Can you copy word for word the part of the "Digital Stowaway" post that opens with the words "I have become" and stops after "all belong to.)"?

== Text provided

Sunday, March 6, 2011

Digital Stowaway

I have become aware of several things that I, a member of the digitized generation, cannot accomplish as a passerby in a largely analog world. (OK, so analog doesn't mean "uncomputerized," but there are so few acceptable words to use for this purpose that we need a neologism. I guess this semantic gap just goes to show you what a truly analog world we all belong to.)

Apart from my inability to come up with appropriate words without the use of my computer's thesaurus, my early technological exposure has also resulted in a profound deficiency in my letter-writing capacity. I don't know how to buy a stamp in real life, for example, although the campus post office in my illusory collegiate life will sell one to me if I provide my student ID. I also don't know how to address correspondents other than by saying, "And now over to Sam with the weather."

 (That was a pun.)

====
== Entries provided

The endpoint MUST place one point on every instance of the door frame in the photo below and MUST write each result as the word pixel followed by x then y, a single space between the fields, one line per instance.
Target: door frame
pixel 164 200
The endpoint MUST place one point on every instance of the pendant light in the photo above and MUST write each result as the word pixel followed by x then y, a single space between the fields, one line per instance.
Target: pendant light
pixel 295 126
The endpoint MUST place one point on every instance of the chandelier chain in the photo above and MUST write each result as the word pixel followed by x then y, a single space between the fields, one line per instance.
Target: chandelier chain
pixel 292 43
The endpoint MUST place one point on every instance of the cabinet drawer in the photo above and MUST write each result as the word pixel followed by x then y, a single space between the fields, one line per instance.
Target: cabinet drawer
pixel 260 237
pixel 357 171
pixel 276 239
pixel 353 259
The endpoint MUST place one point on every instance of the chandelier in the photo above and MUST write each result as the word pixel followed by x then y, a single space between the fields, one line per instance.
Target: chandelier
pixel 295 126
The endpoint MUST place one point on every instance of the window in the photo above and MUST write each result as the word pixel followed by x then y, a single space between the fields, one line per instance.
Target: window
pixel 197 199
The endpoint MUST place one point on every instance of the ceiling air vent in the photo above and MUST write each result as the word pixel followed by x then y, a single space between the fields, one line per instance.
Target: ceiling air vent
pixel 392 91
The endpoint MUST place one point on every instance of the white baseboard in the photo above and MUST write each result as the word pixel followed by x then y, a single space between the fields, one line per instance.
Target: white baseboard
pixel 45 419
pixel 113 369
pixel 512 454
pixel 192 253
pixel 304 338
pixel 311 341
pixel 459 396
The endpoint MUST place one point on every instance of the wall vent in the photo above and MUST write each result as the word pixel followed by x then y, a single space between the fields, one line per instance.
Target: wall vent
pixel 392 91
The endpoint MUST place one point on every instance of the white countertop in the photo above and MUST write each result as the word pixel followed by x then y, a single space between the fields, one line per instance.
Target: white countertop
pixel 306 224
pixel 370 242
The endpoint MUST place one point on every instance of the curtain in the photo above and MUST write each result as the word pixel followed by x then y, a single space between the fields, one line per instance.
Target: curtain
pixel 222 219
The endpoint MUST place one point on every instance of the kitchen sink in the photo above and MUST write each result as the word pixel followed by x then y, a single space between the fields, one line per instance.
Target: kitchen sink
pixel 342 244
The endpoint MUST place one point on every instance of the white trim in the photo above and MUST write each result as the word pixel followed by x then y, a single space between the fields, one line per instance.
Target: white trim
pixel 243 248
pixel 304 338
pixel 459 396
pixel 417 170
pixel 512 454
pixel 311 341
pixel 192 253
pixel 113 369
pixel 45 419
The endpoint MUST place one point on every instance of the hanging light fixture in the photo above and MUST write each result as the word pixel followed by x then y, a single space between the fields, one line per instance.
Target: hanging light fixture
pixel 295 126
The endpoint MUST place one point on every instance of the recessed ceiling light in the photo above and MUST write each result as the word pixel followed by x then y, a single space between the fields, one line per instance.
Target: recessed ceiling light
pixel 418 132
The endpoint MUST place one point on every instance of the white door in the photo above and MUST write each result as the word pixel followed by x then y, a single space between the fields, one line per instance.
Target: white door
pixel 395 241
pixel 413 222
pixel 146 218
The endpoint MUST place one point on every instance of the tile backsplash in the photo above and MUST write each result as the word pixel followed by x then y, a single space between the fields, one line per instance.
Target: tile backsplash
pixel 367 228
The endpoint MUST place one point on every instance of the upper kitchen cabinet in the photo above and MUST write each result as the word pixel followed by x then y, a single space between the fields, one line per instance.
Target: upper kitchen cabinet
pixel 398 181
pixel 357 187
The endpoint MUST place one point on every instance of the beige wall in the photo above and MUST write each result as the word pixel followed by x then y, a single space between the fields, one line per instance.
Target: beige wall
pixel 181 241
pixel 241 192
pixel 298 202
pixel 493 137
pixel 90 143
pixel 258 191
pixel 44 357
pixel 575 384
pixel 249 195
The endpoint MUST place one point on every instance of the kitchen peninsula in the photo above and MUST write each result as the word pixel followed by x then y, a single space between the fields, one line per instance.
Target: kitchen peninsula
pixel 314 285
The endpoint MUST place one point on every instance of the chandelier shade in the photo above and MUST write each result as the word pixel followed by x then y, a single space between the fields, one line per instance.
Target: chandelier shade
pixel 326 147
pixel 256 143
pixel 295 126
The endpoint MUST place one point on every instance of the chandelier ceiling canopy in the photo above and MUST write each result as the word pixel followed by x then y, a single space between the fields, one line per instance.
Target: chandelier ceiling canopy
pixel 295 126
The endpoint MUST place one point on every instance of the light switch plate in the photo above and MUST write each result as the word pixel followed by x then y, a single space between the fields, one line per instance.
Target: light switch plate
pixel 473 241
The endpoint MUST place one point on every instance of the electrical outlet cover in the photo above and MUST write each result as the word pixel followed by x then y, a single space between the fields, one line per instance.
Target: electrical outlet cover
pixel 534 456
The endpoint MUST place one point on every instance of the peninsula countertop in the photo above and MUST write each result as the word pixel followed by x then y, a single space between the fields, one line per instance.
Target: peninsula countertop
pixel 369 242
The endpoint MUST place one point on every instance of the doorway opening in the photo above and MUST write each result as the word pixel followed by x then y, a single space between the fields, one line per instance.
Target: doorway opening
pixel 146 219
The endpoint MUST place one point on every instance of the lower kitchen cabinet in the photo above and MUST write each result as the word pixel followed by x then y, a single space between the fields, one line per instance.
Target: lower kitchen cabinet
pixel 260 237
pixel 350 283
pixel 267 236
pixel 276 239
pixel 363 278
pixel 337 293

====

### Exercise response
I have become aware of several things that I, a member of the digitized generation, cannot accomplish as a passerby in a largely analog world. (OK, so analog doesn't mean "uncomputerized," but there are so few acceptable words to use for this purpose that we need a neologism. I guess this semantic gap just goes to show you what a truly analog world we all belong to.)